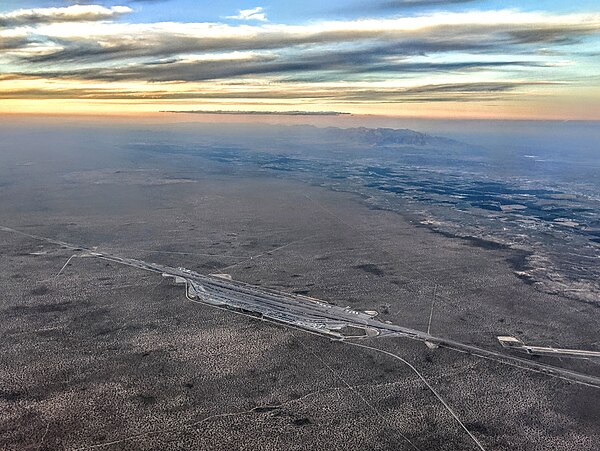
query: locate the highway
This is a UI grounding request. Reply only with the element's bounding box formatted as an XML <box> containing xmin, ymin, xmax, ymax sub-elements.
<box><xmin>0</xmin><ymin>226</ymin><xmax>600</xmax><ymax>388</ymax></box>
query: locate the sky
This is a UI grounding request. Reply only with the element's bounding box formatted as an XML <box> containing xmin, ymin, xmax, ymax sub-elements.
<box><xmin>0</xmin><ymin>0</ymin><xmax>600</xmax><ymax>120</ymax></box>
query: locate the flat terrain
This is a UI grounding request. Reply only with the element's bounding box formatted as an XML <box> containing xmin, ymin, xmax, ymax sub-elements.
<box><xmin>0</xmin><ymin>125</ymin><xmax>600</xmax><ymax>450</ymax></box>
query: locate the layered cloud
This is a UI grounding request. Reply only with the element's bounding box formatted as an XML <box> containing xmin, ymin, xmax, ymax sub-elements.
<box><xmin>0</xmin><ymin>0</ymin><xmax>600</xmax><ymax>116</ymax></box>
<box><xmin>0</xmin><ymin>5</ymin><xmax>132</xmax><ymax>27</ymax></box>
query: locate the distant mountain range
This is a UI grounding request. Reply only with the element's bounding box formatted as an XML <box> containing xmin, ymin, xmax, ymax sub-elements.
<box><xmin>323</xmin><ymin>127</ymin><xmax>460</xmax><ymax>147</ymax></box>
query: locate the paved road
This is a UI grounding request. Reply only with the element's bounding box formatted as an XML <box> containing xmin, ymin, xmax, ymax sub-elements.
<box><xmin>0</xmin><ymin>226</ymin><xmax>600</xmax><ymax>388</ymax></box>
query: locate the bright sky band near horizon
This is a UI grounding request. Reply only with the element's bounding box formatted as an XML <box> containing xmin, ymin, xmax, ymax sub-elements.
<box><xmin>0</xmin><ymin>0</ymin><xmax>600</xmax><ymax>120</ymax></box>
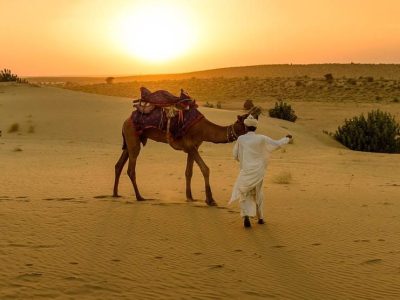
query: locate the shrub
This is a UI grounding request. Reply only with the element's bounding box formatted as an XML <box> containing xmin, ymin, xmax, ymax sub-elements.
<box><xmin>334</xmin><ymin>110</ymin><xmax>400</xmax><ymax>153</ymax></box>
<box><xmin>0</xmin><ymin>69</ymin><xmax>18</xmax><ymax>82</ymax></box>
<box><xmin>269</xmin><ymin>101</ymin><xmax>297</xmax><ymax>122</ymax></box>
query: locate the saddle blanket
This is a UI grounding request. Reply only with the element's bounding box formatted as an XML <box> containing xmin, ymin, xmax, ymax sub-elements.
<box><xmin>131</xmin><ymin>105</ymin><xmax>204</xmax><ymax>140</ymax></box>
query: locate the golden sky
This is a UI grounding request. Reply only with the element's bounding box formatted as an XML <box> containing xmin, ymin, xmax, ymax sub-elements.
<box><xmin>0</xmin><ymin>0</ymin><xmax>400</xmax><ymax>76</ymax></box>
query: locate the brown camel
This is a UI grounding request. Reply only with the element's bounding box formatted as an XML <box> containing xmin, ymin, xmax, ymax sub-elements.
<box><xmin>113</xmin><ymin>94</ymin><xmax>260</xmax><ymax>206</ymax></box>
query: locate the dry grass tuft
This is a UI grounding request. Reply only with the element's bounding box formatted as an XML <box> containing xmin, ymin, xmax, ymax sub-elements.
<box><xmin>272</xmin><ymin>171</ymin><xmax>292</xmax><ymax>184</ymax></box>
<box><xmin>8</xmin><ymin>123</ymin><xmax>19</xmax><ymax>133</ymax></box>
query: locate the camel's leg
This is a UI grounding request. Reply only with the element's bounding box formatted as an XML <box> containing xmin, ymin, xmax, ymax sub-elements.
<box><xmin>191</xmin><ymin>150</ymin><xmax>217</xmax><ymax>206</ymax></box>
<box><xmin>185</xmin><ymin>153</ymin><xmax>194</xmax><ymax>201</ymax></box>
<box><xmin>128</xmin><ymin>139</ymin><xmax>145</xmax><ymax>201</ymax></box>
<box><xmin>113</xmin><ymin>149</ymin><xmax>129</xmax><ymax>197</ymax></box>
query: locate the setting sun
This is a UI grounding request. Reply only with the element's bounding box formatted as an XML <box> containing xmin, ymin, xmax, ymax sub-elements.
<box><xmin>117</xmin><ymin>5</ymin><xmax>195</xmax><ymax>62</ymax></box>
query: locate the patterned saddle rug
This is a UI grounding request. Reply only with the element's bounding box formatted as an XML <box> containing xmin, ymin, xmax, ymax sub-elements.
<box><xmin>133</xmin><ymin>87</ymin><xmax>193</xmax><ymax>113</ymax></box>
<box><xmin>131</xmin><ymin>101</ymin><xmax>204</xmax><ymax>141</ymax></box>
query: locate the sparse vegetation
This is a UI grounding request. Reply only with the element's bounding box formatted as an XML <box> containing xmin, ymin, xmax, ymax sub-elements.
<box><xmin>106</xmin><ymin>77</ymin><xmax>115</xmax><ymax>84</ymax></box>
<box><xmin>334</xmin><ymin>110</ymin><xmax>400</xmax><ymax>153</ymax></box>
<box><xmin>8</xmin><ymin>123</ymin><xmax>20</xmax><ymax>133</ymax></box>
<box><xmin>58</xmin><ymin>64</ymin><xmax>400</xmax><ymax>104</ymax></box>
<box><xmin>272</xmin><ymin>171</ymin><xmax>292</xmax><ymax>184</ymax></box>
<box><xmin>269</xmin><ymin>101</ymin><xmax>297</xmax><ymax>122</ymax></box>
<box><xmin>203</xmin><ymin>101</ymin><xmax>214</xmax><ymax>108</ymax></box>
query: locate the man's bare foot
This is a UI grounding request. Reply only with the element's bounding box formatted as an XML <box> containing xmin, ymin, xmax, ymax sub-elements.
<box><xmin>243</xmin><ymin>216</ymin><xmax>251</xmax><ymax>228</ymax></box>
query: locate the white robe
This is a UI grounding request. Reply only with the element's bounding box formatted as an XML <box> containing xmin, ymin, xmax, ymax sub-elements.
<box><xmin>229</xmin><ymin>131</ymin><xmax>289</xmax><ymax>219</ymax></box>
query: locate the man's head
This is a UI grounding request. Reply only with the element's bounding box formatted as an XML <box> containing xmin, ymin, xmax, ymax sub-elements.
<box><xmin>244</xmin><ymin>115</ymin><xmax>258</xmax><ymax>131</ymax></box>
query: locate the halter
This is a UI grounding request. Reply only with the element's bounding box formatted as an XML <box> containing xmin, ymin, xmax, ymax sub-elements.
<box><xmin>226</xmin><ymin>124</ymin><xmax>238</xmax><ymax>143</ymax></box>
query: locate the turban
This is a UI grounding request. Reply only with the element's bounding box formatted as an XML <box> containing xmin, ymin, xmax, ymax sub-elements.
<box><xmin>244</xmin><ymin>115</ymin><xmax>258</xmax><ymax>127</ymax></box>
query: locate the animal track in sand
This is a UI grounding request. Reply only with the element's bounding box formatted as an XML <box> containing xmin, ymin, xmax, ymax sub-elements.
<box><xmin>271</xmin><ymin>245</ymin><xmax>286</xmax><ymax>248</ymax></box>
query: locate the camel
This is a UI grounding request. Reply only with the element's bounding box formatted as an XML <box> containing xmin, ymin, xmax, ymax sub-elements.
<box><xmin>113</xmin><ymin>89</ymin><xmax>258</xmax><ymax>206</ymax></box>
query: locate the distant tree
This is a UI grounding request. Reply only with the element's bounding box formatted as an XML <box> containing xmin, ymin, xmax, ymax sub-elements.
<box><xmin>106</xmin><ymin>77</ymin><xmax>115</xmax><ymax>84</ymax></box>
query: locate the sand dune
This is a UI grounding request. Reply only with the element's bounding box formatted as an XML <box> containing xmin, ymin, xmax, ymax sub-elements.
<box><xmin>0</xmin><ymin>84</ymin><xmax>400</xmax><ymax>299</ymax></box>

+ + + + +

Short task:
Could you write out the data again, starting at the line that contains "query: locate the sand dune" and ending at the end of the data, with the requests included and every bounding box coordinate in the answers multiplied by 1.4 and rounded to a whole number, halves up?

Result of this task:
query: locate the sand dune
This is a UI grounding request. Reply only with the element's bounding box formatted as an XML <box> containing xmin, ymin, xmax, ymax sub-elements.
<box><xmin>0</xmin><ymin>118</ymin><xmax>560</xmax><ymax>419</ymax></box>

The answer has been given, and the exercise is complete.